(Object detection data)
+---+

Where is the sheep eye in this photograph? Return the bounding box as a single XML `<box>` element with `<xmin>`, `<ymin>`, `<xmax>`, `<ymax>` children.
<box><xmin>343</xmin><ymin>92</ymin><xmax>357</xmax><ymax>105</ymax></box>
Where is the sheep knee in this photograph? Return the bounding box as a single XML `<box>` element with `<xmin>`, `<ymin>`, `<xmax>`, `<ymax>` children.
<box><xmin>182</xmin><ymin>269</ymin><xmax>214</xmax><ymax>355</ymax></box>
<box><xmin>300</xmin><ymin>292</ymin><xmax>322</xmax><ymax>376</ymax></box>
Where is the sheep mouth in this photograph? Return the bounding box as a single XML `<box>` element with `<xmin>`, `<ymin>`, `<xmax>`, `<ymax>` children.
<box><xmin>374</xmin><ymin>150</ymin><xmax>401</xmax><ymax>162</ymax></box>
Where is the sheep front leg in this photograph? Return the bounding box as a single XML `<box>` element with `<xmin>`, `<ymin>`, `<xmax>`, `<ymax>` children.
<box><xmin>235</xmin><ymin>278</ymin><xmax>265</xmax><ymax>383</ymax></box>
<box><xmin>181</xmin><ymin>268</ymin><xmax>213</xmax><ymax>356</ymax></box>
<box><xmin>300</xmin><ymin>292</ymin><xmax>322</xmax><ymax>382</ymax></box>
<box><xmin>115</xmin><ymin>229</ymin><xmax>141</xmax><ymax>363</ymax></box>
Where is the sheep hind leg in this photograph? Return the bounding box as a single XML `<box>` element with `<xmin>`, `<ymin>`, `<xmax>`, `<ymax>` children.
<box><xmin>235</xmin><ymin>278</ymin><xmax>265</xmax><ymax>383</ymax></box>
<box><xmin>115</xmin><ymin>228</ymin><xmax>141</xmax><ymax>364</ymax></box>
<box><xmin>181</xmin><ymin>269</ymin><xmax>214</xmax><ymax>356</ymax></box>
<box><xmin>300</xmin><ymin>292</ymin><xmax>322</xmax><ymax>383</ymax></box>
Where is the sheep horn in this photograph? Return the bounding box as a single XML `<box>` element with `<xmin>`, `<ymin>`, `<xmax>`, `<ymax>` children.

+---+

_Exercise description_.
Reproduce verbatim the entries from the line containing "Where is the sheep hind" through the end of the entries, including both the first and last lines.

_Answer to this exercise_.
Where is the sheep hind leg in this photograph? Return the bounding box as a single XML `<box>` element with `<xmin>`, `<ymin>`, `<xmax>`, `<ymax>` children.
<box><xmin>235</xmin><ymin>278</ymin><xmax>265</xmax><ymax>383</ymax></box>
<box><xmin>115</xmin><ymin>228</ymin><xmax>141</xmax><ymax>364</ymax></box>
<box><xmin>181</xmin><ymin>269</ymin><xmax>214</xmax><ymax>356</ymax></box>
<box><xmin>300</xmin><ymin>292</ymin><xmax>322</xmax><ymax>383</ymax></box>
Where is the sheep horn in this photograph? Return the bounding box as a single XML `<box>` element with `<xmin>`, `<ymin>`, `<xmax>`, `<ymax>` children.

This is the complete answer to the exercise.